▶ _WHAT IS ASKED_
Copy the material below word for word, starting at the line that contains "If you could point out the yellow" and continuing through its final line.

▶ _DATASET_
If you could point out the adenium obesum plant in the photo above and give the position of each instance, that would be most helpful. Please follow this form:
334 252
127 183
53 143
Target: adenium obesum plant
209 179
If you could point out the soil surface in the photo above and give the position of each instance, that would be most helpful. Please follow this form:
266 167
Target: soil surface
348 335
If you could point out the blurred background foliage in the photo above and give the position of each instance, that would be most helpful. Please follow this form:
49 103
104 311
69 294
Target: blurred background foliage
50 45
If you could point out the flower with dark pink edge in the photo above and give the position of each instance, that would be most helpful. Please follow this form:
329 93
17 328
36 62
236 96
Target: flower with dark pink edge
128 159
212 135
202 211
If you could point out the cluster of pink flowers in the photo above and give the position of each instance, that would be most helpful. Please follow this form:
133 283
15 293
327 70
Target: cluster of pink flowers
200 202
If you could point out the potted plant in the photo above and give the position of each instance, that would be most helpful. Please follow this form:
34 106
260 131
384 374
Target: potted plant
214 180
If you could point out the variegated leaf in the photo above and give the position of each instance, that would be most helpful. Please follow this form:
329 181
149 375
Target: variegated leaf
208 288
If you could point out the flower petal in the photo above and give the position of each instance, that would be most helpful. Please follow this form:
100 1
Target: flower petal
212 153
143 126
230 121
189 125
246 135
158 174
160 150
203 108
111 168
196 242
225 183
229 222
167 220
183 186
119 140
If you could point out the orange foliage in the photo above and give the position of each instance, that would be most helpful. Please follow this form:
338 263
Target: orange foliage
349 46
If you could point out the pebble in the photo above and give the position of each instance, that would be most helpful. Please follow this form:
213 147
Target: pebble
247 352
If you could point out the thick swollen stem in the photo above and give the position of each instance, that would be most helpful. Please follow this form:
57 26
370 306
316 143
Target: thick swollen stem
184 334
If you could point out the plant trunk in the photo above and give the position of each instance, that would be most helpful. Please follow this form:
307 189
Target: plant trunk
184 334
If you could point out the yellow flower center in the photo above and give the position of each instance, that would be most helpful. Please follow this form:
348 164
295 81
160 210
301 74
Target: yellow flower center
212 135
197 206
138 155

▶ _RIGHT ANSWER_
If you could point out the yellow flower center in the photo above and give the position of each instance, that would be most helpful. Please follow this form:
348 164
295 81
160 210
301 74
Target: yellow flower center
212 135
197 206
138 155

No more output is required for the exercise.